EXERCISE DIRECTIONS: The lines to be set down run from the line containing "on the dark" through the final line of the data below; print them exactly and print nothing else.

ENTRIES SUPPLIED:
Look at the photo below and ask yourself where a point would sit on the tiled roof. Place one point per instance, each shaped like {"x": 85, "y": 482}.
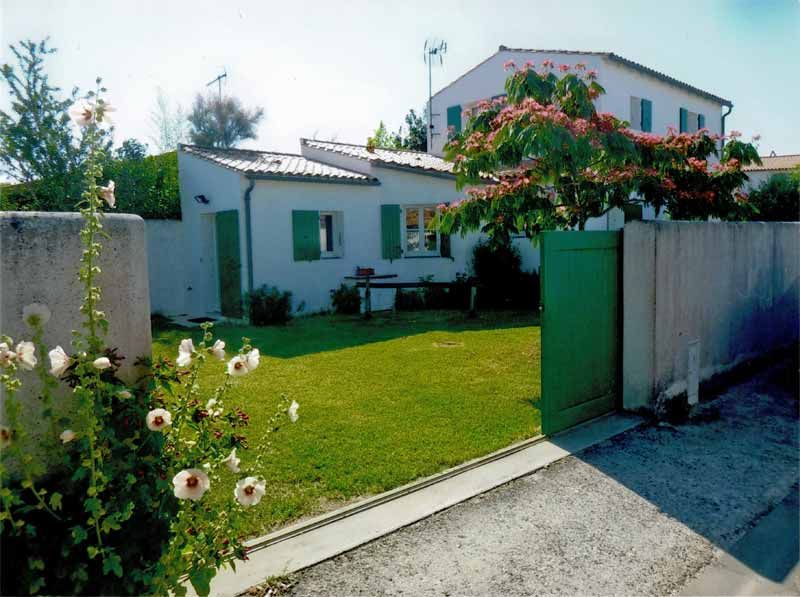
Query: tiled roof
{"x": 389, "y": 157}
{"x": 776, "y": 162}
{"x": 615, "y": 58}
{"x": 269, "y": 164}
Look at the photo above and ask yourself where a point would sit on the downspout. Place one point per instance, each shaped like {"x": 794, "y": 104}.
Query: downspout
{"x": 724, "y": 116}
{"x": 248, "y": 234}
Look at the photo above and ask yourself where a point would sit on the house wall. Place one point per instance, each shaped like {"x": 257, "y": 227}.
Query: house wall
{"x": 620, "y": 82}
{"x": 166, "y": 266}
{"x": 224, "y": 189}
{"x": 731, "y": 286}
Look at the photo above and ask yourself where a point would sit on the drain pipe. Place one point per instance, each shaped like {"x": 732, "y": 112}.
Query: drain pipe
{"x": 724, "y": 116}
{"x": 249, "y": 233}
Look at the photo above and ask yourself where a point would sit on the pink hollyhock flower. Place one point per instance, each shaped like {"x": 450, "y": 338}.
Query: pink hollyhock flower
{"x": 190, "y": 484}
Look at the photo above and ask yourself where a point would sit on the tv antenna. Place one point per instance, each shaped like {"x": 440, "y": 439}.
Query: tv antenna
{"x": 218, "y": 81}
{"x": 434, "y": 51}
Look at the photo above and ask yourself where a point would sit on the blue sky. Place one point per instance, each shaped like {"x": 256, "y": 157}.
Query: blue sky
{"x": 337, "y": 68}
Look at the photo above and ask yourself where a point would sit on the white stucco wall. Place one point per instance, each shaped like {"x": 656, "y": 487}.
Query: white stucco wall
{"x": 620, "y": 82}
{"x": 734, "y": 287}
{"x": 167, "y": 266}
{"x": 272, "y": 203}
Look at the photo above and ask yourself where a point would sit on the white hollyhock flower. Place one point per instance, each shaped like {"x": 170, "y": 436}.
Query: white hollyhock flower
{"x": 292, "y": 411}
{"x": 6, "y": 355}
{"x": 232, "y": 462}
{"x": 218, "y": 350}
{"x": 35, "y": 314}
{"x": 191, "y": 484}
{"x": 5, "y": 436}
{"x": 25, "y": 355}
{"x": 81, "y": 112}
{"x": 237, "y": 366}
{"x": 107, "y": 193}
{"x": 158, "y": 419}
{"x": 185, "y": 351}
{"x": 252, "y": 358}
{"x": 101, "y": 363}
{"x": 59, "y": 361}
{"x": 249, "y": 491}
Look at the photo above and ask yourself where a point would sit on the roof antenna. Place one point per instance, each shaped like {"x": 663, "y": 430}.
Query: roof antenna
{"x": 434, "y": 50}
{"x": 218, "y": 81}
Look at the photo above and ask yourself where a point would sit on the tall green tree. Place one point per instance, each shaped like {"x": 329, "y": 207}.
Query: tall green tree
{"x": 222, "y": 121}
{"x": 38, "y": 144}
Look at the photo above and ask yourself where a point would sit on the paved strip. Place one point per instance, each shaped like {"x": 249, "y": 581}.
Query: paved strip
{"x": 641, "y": 514}
{"x": 323, "y": 541}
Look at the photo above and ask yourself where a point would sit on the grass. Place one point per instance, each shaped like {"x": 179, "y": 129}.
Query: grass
{"x": 382, "y": 402}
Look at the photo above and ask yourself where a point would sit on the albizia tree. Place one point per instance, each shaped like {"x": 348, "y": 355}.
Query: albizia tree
{"x": 546, "y": 159}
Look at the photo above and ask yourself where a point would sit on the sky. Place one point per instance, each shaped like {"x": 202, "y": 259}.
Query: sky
{"x": 334, "y": 69}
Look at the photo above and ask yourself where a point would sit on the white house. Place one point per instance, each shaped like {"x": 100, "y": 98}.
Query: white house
{"x": 650, "y": 100}
{"x": 771, "y": 165}
{"x": 304, "y": 222}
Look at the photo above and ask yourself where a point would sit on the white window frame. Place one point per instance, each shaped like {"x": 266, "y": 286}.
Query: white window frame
{"x": 337, "y": 219}
{"x": 421, "y": 228}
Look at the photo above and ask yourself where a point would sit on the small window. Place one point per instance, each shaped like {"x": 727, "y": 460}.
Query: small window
{"x": 418, "y": 237}
{"x": 330, "y": 234}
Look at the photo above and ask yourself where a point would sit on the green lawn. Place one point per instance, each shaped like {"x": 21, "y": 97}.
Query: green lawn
{"x": 381, "y": 402}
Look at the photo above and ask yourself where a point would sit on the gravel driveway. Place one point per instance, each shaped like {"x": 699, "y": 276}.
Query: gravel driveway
{"x": 639, "y": 514}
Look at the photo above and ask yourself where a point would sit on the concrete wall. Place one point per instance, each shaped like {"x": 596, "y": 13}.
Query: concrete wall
{"x": 731, "y": 286}
{"x": 39, "y": 260}
{"x": 167, "y": 266}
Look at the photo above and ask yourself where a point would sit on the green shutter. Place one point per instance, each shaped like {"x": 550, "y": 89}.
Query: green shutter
{"x": 454, "y": 118}
{"x": 305, "y": 235}
{"x": 684, "y": 120}
{"x": 647, "y": 116}
{"x": 390, "y": 232}
{"x": 229, "y": 263}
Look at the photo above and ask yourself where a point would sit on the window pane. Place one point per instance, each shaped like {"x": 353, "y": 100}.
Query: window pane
{"x": 428, "y": 216}
{"x": 412, "y": 240}
{"x": 430, "y": 241}
{"x": 412, "y": 218}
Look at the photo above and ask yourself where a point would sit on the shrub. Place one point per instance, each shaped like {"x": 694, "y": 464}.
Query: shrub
{"x": 269, "y": 305}
{"x": 346, "y": 300}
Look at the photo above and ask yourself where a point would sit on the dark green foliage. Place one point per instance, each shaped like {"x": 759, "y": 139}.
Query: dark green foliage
{"x": 37, "y": 140}
{"x": 346, "y": 300}
{"x": 501, "y": 283}
{"x": 777, "y": 199}
{"x": 222, "y": 121}
{"x": 269, "y": 306}
{"x": 147, "y": 187}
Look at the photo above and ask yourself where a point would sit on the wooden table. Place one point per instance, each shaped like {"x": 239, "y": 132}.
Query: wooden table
{"x": 367, "y": 294}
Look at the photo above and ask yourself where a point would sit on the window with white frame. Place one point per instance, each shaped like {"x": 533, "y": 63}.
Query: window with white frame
{"x": 330, "y": 234}
{"x": 418, "y": 237}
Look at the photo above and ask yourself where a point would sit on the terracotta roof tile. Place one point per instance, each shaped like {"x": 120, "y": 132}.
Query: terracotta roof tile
{"x": 269, "y": 164}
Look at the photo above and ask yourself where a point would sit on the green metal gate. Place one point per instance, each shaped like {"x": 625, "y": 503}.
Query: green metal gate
{"x": 580, "y": 292}
{"x": 229, "y": 263}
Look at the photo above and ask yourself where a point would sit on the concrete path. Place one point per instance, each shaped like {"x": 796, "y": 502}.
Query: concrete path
{"x": 643, "y": 513}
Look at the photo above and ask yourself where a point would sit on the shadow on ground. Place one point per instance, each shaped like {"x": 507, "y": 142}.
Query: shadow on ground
{"x": 722, "y": 472}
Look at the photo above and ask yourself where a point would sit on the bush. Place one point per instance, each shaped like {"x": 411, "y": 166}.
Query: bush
{"x": 502, "y": 284}
{"x": 346, "y": 300}
{"x": 269, "y": 306}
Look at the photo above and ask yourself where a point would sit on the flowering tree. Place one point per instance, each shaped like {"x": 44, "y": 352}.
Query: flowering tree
{"x": 547, "y": 159}
{"x": 125, "y": 511}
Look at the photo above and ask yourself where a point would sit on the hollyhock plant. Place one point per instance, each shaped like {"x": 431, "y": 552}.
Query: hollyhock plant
{"x": 140, "y": 497}
{"x": 547, "y": 140}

RESULT OF THIS EXERCISE:
Look at the photo above and ask yourself where a point would sit on the dark green foliage. Place one point per instance, each shaped like {"x": 759, "y": 139}.
Query: dark green foliage
{"x": 37, "y": 140}
{"x": 346, "y": 300}
{"x": 501, "y": 283}
{"x": 777, "y": 199}
{"x": 222, "y": 121}
{"x": 269, "y": 306}
{"x": 147, "y": 187}
Look at the photo above and ask yourself where a point would sit on the wooden table. Place one point per instance, each shaped like {"x": 239, "y": 132}.
Query: wooden table
{"x": 367, "y": 294}
Look at the photo above and ask yourself where a point would sit on the window with white frame. Place one point per instance, each shaped like {"x": 533, "y": 63}.
Query: window with white frame
{"x": 330, "y": 234}
{"x": 418, "y": 237}
Look at the photo above and ask yourself where a point would sit on the terracotta roof tile. Place one point per instance, each shaped like {"x": 120, "y": 132}.
Query: terracotta roof tile
{"x": 269, "y": 164}
Look at the photo above and ask yourself where a point would sit on the green metal gate. Place one point per instance, each shaped like {"x": 625, "y": 503}.
Query: green metal gate
{"x": 580, "y": 292}
{"x": 229, "y": 263}
Look at the photo above and ask yourself where a point would sit on the concrete path. Place one point per instance, each shaped like {"x": 796, "y": 502}.
Query: concrete path
{"x": 643, "y": 513}
Look at the photo above and ask yourself where a point would sit on the shadow on ground. Place one point per instance, each shaped like {"x": 507, "y": 142}.
Query: shadow on ground
{"x": 722, "y": 472}
Look at the photo above and ask yourself where a point would sit on the bush. Place one point per instance, each shaped like {"x": 411, "y": 166}.
Query: bush
{"x": 502, "y": 284}
{"x": 346, "y": 300}
{"x": 269, "y": 306}
Look at the photo above and ask yourself where a point would sit on the flowering tree. Place one point per instance, each shaped like {"x": 44, "y": 352}.
Query: flowering tree
{"x": 547, "y": 159}
{"x": 125, "y": 511}
Look at the photo above and ask yourself where a point would sit on the hollyhock plant. Place one point per instance, each shaped like {"x": 431, "y": 552}.
Query: hollyhock plant
{"x": 140, "y": 497}
{"x": 547, "y": 140}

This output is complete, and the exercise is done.